* [수행할 작업]
아래 목록에서 "woman with eyeglasses"이 들어 있는 줄부터 "(1239, 545)"가 들어 있는 줄까지(양 끝 포함)만 '번호'와 '줄' 두 열의 Markdown 표로 정리하세요. 빈 줄은 빼세요.

* [표시된 목록]
══════════

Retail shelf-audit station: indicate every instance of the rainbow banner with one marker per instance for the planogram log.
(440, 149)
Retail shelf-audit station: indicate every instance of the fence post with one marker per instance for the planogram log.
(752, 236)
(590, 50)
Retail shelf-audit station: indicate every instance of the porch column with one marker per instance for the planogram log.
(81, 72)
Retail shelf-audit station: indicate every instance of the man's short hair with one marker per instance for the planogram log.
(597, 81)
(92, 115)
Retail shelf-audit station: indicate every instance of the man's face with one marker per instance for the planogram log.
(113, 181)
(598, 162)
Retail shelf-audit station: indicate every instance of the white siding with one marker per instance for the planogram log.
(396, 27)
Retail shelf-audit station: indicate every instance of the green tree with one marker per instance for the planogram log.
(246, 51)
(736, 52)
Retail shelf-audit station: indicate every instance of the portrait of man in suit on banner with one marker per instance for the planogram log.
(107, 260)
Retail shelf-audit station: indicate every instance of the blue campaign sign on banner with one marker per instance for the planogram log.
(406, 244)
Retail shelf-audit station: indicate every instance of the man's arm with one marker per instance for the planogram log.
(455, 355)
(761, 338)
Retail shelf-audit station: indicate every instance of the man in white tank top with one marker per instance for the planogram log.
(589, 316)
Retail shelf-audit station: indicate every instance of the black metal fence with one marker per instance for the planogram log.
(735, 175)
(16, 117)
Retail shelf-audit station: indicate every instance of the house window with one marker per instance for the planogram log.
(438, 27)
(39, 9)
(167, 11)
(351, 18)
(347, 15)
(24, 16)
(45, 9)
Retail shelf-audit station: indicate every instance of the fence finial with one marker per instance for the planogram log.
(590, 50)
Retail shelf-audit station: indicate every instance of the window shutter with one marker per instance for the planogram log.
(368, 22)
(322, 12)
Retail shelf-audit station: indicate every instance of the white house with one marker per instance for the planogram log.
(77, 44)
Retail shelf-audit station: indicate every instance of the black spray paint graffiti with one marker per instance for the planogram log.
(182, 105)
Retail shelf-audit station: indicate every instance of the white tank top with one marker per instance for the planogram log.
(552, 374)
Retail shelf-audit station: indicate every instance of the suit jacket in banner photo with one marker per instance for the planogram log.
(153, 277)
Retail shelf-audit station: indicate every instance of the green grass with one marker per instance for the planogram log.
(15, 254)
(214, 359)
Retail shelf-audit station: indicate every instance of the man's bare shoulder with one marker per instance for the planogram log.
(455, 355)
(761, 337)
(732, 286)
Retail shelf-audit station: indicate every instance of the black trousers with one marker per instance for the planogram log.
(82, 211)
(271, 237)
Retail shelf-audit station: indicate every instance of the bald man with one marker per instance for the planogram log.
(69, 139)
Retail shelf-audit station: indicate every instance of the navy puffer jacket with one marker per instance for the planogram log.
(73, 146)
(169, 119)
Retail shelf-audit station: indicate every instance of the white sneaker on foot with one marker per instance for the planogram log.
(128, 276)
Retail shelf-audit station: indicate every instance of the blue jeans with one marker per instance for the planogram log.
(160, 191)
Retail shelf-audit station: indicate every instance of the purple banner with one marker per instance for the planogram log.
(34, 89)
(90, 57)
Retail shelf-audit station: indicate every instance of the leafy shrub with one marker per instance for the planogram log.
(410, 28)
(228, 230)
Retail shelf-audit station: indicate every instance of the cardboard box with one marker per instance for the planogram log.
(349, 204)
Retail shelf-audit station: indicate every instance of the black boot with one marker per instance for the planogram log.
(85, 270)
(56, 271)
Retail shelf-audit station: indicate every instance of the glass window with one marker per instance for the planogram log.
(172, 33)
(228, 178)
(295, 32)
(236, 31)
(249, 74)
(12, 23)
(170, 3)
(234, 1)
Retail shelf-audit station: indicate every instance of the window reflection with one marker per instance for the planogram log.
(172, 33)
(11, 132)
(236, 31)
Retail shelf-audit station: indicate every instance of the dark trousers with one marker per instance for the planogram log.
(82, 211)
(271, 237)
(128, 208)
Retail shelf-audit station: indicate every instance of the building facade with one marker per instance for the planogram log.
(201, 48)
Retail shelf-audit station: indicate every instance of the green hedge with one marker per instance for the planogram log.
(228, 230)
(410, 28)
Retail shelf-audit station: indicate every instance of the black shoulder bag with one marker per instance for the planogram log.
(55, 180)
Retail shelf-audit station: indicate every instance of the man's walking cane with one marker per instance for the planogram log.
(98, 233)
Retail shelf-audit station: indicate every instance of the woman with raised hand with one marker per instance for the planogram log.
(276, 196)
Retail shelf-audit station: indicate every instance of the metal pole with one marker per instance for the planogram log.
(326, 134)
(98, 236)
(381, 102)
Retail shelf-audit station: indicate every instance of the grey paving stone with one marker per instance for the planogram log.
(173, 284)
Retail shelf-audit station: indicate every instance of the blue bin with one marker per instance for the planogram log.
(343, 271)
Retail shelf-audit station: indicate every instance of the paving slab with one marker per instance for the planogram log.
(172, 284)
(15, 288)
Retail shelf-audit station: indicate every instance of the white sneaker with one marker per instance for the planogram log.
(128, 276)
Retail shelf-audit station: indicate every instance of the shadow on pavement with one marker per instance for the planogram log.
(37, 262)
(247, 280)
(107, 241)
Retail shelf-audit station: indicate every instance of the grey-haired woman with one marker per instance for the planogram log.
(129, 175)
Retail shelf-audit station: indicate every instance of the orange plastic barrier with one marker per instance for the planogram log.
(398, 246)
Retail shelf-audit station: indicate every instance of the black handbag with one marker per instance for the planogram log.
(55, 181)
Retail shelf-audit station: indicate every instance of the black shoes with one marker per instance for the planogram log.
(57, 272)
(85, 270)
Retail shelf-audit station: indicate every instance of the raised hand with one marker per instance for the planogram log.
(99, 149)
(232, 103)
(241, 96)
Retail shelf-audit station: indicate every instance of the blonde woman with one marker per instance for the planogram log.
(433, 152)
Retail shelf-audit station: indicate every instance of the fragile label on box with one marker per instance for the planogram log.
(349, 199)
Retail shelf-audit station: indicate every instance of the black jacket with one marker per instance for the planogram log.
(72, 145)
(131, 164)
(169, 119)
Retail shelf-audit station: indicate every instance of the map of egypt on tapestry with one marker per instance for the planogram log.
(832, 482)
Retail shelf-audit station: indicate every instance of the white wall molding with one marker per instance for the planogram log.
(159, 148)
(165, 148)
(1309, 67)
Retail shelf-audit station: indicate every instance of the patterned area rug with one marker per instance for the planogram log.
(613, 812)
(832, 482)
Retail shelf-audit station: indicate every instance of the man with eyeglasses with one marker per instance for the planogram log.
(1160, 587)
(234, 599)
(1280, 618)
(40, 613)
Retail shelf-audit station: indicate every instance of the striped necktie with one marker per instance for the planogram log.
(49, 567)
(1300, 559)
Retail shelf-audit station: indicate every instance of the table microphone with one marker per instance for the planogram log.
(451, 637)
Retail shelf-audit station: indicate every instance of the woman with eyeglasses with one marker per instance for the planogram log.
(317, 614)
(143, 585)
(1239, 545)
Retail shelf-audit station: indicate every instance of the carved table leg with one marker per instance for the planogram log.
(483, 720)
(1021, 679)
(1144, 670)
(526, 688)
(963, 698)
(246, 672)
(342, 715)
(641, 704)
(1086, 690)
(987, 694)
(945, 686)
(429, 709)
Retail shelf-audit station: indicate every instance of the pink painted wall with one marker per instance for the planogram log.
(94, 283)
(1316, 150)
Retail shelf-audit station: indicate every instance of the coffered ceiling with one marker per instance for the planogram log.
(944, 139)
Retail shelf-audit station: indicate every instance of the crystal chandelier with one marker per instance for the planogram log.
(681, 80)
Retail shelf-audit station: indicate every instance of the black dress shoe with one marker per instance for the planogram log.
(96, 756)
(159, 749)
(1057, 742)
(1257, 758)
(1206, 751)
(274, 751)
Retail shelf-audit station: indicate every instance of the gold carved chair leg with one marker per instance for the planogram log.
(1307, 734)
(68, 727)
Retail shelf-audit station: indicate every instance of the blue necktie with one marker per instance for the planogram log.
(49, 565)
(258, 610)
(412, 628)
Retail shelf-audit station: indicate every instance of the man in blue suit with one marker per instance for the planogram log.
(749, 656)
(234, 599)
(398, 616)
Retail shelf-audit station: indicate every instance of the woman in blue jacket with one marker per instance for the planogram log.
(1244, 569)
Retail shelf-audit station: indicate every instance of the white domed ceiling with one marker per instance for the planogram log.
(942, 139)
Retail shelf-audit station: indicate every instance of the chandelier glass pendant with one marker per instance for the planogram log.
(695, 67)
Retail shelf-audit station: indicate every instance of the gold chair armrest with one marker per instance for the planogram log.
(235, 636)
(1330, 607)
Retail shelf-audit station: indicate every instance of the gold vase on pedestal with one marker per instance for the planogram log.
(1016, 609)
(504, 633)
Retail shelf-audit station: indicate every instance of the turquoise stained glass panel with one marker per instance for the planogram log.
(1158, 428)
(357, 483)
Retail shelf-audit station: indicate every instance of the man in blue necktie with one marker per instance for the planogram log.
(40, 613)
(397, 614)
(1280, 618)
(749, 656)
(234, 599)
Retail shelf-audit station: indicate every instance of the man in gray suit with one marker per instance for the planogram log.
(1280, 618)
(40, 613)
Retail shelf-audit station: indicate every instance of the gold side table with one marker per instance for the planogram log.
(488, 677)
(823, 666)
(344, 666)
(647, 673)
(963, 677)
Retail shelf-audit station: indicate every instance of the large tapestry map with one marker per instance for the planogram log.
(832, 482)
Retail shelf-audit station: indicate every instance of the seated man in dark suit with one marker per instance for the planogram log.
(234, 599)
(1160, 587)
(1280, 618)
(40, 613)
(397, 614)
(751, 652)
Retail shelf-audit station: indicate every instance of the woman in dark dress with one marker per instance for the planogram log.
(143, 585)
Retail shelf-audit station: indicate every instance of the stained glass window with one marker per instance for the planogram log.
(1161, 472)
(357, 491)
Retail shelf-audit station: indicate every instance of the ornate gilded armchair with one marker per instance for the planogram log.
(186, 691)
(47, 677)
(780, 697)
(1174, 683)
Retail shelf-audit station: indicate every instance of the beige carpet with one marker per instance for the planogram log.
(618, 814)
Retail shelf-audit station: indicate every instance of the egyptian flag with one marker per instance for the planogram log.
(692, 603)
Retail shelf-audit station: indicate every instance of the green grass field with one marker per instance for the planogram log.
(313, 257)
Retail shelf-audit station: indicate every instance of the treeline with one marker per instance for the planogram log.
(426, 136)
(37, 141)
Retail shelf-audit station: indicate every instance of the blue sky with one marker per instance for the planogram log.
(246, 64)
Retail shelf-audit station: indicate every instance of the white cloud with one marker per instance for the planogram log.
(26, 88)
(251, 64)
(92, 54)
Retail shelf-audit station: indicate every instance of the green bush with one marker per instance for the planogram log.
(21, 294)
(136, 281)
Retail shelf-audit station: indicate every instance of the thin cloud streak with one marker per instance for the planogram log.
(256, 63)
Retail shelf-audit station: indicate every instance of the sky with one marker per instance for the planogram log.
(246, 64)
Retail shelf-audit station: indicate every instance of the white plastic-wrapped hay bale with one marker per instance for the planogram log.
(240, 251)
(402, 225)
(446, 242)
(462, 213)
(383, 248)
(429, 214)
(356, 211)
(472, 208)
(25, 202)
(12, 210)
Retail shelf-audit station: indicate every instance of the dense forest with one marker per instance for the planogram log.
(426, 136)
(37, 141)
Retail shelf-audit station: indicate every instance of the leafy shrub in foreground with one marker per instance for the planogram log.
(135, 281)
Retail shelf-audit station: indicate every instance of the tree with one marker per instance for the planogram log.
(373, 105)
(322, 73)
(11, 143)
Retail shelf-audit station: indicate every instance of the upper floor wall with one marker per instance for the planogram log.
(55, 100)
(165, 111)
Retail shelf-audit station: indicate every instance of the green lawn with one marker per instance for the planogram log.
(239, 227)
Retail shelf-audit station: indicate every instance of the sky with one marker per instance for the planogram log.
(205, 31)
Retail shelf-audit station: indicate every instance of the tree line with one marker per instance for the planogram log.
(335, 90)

══════════

* [작성된 답변]
| 번호 | 줄 |
|---|---|
| 1 | Retail shelf-audit station: indicate every instance of the woman with eyeglasses with one marker per instance for the planogram log. |
| 2 | (317, 614) |
| 3 | (143, 585) |
| 4 | (1239, 545) |